#### [Alıntı metin]
Doğan KUŞMAN

Doğan KUŞMAN

KUR-ANDAKİ ŞEFAAT

KUR-ANDAKİ ŞEFAAT

Şefaat eden ile şefaat edilen arasındaki ilişki önemli olan. İki kişi arasında gelişen bu şefaat (yardım) insanlar arasında ise, birinin diğerine yaptığı yardım iki yönlü olur. Kötülüğü için yardım etmiş olabilir veya iyilik yönünde yardım etmiş olabilir. Bu yardım manevi yönde bir yardım olabilir. Eğer maddi bir yardımsa mutlaka karşı tarafa maddi bir destek ile sonuçlanır, veren deracat kazanır, alan da faydalanmış olur.
Burada anlatılmak istenen manevi yardım. Bu yardım edilen kişi ya derecat kazanır ki yardım eden de derecat kazanmıştır, o zaman yardım (şefaat) eden, şefaat edilen kadar derecat kazanır.  
NİSA - 85 :Men yeşfa' şefâaten haseneten yekun lehû nasîbun minhâ ve men yeşfa' şefâaten seyyieten yekun lehu kiflun minh(minhâ) ve kânallâhu alâ kulli şey'in mukîtâ(mukîten). Kim başkasına iyilikte (hasenat), şefaat (yardımı aracılık)ta bulunursa ondan bir nasibi olur. Kim de kötülükte (seyyiat) şefaat (yardım, aracılık)ta bulunursa ona şerrden pay (kiflun) vardır. Ve Allah, herşeyi gözetip karşılığını verir.

#### [Veri içeriği]
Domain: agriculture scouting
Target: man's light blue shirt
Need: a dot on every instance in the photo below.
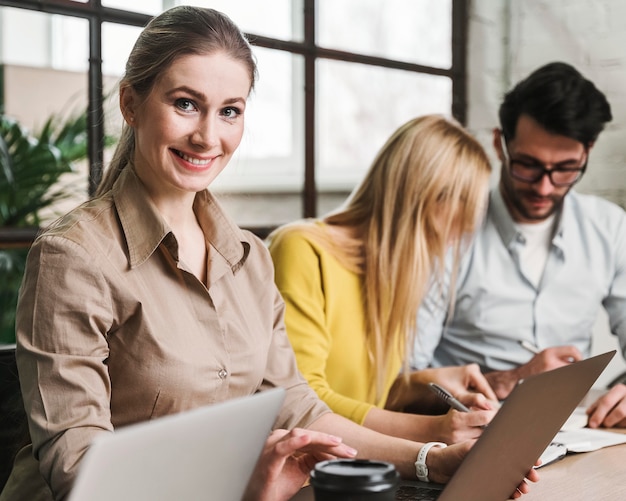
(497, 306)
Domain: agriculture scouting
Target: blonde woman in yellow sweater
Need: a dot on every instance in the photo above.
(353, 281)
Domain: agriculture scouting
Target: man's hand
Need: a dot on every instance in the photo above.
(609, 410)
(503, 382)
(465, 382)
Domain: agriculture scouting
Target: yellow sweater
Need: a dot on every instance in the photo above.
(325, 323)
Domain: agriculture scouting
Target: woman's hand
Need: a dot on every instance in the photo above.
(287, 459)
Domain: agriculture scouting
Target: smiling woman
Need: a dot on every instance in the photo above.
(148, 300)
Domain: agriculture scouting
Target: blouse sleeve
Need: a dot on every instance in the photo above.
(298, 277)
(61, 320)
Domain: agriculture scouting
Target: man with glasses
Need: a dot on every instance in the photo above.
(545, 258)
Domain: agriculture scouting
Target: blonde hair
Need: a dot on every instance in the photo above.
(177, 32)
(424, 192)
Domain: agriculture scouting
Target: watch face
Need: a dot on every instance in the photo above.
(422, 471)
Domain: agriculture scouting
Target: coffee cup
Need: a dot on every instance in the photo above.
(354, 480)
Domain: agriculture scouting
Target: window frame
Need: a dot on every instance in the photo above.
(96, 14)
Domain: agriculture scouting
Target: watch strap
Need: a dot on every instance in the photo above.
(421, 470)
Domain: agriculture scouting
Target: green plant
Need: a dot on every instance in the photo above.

#### [Alıştırma]
Kuran'daki şefaat konulu metni, bıraktığı yerden devam ettirerek yazın. Öğeler, metinden bağımsız ayrı bir malzemedir.

#### [Yanıt]
Bir insanın diğer insana derecat kazandırabilmesi için aslında diğerine zulüm etmesi lazım ki, zulüm eden kişinin kaybettiği derecatı, mazlumun derecatının artmasına sebep olsun.
KASAS - 84 :Men câe bil haseneti fe lehu hayrun minhâ ve men câe bis seyyieti fe lâ yuczellezîne amilûs seyyiâti illâ mâ kânû ya'melûn(ya'melûne). Kim hasenat ile (pozitif dereceler ile) gelirse o taktirde ona, ondan daha hayırlısı vardır. Ve kim seyyiat ile (negatif dereceler ile) gelirse, işte o zaman kötü amel yapanlar "yaptıklarından başkası (fazlası) ile cezalandırılmazlar. 
İslâm'ın beş şartı ile dinlerini yaşamaya çalışanlar için yaptıkları amellerin kendilerini kurtuluşa götürmez çünkü İslam'ın beş şartı ile Allah'a ulaşılmaz. Daha kötüsü yaptıkları amelleri, nefsleri onlara süslü gösterir.
KEHF - 103 :Kul hel nunebbiukum bil ahserîne a'mâlâ(a'mâlen).De ki: "Ameller açısından en çok hüsrana uğrayanları size haber vereyim mi?" 
KEHF - 104 :Ellezîne dalle sa'yuhum fîl hayâtid dunyâ ve hum yahsebûne ennehum yuhsinûne sun'â(sun'an).Onlar, dünya hayatında amelleri (çalışmaları) sapmış (kaybettikleri dereceler, kazandıkları derecelerden daha fazla) olanlardır. Ve onlar, güzel ameller işlediklerini zannediyorlar.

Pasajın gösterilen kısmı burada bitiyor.